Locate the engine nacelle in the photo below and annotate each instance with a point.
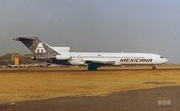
(62, 57)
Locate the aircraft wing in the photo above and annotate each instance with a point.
(22, 38)
(100, 62)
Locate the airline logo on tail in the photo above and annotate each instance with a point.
(40, 48)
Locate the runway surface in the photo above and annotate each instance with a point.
(108, 89)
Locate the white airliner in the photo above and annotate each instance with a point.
(62, 55)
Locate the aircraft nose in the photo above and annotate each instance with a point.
(165, 60)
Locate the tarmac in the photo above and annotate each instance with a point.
(139, 100)
(156, 99)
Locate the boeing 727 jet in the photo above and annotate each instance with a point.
(94, 60)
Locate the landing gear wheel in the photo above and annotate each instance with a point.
(92, 67)
(154, 67)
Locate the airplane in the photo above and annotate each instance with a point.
(94, 60)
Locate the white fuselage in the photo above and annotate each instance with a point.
(80, 58)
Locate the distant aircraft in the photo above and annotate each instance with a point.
(62, 55)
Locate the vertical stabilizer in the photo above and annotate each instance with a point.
(38, 47)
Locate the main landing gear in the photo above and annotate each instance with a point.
(154, 67)
(92, 67)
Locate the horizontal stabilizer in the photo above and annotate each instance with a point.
(22, 38)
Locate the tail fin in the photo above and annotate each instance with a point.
(37, 46)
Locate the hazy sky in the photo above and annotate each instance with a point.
(150, 26)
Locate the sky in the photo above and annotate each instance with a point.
(148, 26)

----------

» Exercise description
Starting with the line containing "Locate the main" and going on through the end of the records, write those lines out again with "annotate" swapped for "mark" and nothing else changed.

» Response to the exercise
Locate the main landing gear in the photo above and mark each instance with a point.
(154, 67)
(92, 67)
Locate the horizontal stabilizer in the photo above and mark each instance with a point.
(22, 38)
Locate the tail fin in the photo above and mark each instance with a point.
(37, 46)
Locate the hazy sky in the photo above and mark each instance with a point.
(150, 26)
Locate the sky in the photo above and mark each instance with a point.
(148, 26)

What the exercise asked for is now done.